### What you should do
Revise the text on financing the SDGs from the words "A resolution was" through the words "world by 2030’.", changing "blueprint" to "roadmap", and give that revised portion in full.

### Excerpted text
☆ ☆ ☆ ☆

A resolution was passed in 2017 that identifies specific targets for each goal, along with indicators that measure progress towards each target. The SDGs provide ‘a blueprint to achieve a better and more sustainable future for all people and the world by 2030’.
However, for this investment to succeed, the financial services sector will need to play a role, a point made by Mofifoluwa Ayokunnumi Olawumi, head of sustainability partnerships at Access Bank in Nigeria.
‘We are pushing the approach of blended finance where we work with governments, social organisations and other private sector organisations to collaborate in financing development projects that otherwise may not get funded,’ she said.
‘Africa has large deposits of natural resources, such as agriculture and extractive sectors, which are linchpins of national, regional and global value chains.’
Nicole Martens, the Africa and Middle East acting head of the UN-supported Principles for Responsible Investment, agreed with the call for greater cooperation.
‘One of the significant opportunities that is presented in this global and African specific transition to low-carbon economies is the opportunity for large-scale transborder projects, specifically around areas such as infrastructure for energy provision,’ she said.

☆ ☆ ☆ ☆

### Entries provided

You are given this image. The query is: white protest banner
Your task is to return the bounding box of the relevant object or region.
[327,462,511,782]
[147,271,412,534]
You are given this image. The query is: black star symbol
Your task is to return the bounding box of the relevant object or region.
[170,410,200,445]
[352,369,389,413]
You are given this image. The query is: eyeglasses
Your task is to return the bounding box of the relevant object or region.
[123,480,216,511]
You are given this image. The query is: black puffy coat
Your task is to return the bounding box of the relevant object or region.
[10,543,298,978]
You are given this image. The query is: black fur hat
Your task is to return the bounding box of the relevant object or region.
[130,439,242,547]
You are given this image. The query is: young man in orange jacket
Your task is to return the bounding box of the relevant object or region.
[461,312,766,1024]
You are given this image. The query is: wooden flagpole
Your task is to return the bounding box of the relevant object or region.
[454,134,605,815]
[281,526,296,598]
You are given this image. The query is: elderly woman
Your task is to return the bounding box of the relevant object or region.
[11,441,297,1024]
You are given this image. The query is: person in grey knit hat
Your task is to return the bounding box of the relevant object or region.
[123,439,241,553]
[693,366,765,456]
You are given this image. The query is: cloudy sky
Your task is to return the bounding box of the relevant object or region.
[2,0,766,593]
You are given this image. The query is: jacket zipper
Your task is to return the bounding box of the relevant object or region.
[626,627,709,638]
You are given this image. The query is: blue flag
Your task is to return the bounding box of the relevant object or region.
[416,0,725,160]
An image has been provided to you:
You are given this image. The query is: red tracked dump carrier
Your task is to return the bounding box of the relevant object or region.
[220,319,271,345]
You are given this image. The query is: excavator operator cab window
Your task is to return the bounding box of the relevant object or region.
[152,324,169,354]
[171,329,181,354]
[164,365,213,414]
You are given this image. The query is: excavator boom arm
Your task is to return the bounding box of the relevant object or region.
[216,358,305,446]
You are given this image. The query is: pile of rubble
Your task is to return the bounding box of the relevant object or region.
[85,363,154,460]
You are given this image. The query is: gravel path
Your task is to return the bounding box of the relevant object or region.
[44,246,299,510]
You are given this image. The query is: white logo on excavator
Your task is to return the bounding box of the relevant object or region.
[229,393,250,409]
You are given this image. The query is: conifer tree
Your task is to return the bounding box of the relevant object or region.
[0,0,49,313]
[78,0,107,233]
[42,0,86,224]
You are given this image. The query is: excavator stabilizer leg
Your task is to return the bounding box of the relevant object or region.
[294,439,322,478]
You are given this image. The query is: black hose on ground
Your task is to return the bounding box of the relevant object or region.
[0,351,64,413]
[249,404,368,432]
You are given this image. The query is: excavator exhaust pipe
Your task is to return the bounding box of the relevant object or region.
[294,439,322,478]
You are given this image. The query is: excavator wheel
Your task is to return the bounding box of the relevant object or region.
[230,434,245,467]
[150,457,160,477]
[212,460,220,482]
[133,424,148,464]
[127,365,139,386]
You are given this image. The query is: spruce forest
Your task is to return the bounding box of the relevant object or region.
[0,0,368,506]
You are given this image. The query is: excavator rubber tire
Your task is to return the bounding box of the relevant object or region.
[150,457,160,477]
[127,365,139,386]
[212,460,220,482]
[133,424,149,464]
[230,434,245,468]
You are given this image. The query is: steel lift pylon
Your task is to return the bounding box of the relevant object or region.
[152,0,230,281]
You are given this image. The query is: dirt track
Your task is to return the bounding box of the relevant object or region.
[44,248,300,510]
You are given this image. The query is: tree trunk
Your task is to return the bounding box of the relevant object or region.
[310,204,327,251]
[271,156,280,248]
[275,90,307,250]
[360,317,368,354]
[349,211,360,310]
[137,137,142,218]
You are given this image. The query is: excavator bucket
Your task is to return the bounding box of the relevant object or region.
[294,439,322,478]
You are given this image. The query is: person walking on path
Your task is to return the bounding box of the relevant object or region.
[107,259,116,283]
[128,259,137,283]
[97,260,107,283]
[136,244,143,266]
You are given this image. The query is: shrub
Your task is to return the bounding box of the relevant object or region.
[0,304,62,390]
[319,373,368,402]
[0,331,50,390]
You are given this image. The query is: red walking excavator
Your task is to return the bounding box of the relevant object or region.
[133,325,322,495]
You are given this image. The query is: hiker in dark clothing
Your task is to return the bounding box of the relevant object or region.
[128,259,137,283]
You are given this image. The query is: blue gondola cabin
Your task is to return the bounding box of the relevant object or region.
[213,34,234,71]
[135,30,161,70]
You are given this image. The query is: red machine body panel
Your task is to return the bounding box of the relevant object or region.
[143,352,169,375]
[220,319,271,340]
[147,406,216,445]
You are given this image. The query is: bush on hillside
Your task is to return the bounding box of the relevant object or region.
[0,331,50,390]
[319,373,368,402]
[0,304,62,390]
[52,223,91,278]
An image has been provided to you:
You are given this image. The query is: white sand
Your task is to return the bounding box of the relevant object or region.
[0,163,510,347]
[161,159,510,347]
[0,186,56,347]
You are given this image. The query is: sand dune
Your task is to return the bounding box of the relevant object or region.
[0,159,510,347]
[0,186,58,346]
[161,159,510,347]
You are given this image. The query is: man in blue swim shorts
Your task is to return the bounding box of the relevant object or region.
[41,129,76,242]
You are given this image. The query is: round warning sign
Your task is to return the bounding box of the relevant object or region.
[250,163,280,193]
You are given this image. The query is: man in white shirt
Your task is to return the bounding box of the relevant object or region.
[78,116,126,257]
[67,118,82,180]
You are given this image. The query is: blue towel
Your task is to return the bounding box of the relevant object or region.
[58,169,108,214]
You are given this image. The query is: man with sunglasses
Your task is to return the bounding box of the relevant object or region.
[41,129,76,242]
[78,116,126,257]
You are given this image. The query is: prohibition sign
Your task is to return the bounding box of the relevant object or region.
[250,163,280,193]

☆ ☆ ☆ ☆

### Response area
A resolution was passed in 2017 that identifies specific targets for each goal, along with indicators that measure progress towards each target. The SDGs provide ‘a roadmap to achieve a better and more sustainable future for all people and the world by 2030’.